§ **Problem statement**
Copy out every line below that contains the word "lounger".

§ **Recorded data**
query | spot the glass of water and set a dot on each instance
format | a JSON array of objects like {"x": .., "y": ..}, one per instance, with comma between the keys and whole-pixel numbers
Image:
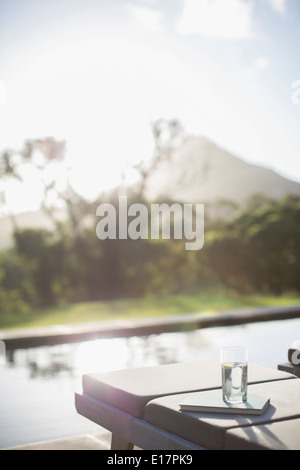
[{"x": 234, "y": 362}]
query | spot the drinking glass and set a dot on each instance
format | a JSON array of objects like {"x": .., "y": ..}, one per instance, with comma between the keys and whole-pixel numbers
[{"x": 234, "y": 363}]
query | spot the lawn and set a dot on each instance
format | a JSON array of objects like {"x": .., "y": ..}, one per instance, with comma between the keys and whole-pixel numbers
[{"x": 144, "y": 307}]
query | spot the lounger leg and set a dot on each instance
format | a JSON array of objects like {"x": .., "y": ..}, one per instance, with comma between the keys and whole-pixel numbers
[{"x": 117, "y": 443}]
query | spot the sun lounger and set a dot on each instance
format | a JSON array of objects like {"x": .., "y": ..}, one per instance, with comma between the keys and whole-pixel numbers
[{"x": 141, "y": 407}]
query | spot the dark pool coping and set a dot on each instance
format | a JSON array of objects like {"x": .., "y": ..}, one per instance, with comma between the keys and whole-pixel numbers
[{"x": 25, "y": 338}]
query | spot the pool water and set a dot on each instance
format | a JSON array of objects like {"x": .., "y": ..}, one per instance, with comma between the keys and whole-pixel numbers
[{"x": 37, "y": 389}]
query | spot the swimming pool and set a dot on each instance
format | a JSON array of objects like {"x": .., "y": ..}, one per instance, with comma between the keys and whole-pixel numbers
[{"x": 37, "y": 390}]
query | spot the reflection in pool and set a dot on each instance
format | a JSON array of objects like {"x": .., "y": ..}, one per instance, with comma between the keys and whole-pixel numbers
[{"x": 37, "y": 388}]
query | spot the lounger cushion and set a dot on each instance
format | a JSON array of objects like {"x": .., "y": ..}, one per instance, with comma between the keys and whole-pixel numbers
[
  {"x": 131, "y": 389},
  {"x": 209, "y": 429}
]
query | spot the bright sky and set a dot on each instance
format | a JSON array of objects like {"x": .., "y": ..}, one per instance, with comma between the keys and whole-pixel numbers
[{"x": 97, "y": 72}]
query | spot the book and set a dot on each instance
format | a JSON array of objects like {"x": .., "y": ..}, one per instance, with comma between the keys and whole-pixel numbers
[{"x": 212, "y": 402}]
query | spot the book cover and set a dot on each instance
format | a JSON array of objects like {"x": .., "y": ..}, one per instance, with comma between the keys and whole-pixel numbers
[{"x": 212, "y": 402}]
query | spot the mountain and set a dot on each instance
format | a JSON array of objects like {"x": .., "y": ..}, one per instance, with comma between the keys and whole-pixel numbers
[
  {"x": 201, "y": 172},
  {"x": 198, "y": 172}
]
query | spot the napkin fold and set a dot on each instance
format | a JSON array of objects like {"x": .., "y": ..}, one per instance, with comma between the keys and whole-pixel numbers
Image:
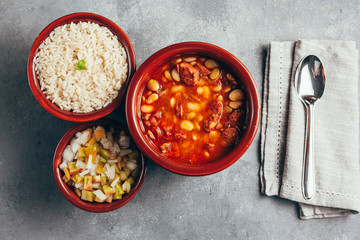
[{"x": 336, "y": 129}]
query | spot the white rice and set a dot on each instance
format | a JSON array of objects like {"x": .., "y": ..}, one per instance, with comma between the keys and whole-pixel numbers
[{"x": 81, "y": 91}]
---
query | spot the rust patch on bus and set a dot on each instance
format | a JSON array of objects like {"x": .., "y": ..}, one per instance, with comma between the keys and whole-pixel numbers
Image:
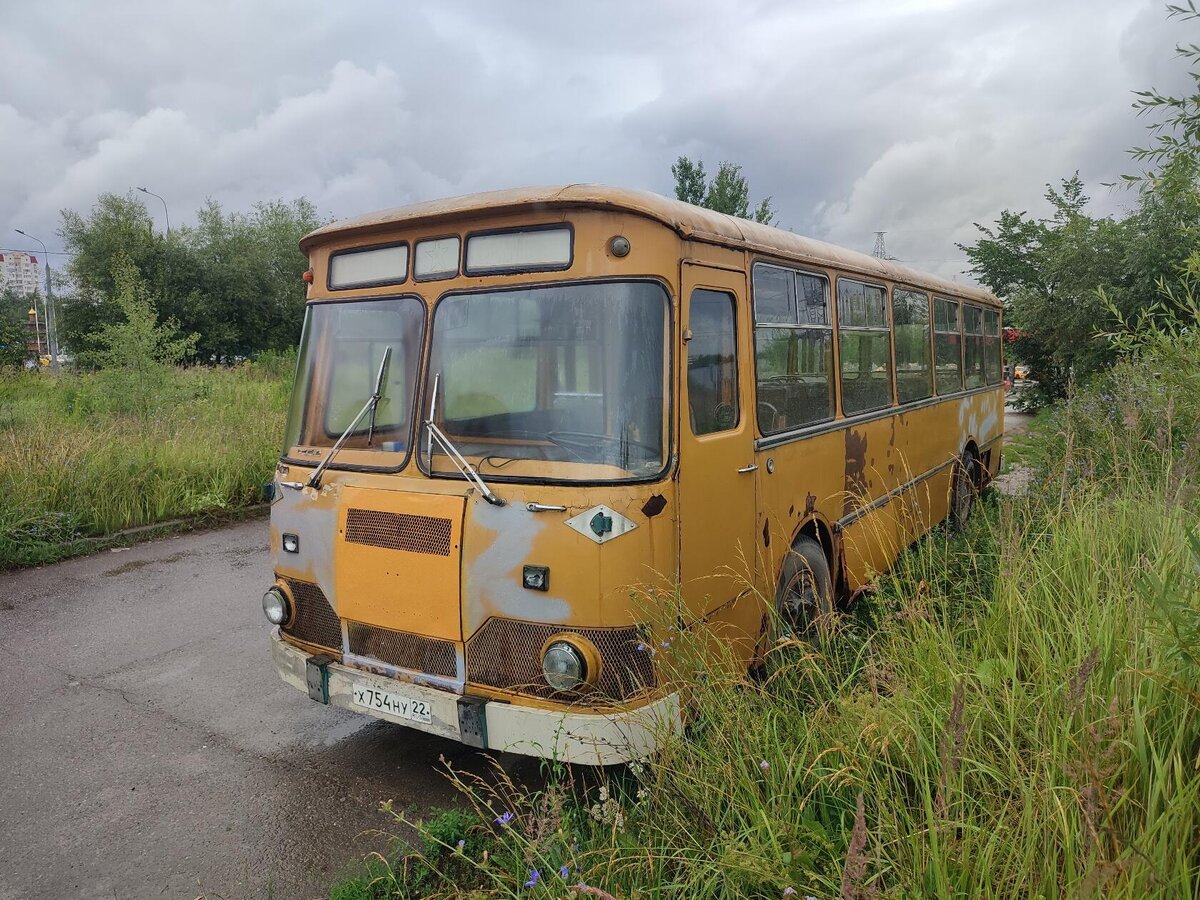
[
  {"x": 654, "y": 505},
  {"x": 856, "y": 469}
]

§ **Task response**
query | spot the lounger leg and set a dot on each instance
query | spot the sun lounger and set a dot on each instance
query | spot the lounger cushion and set a dot on each instance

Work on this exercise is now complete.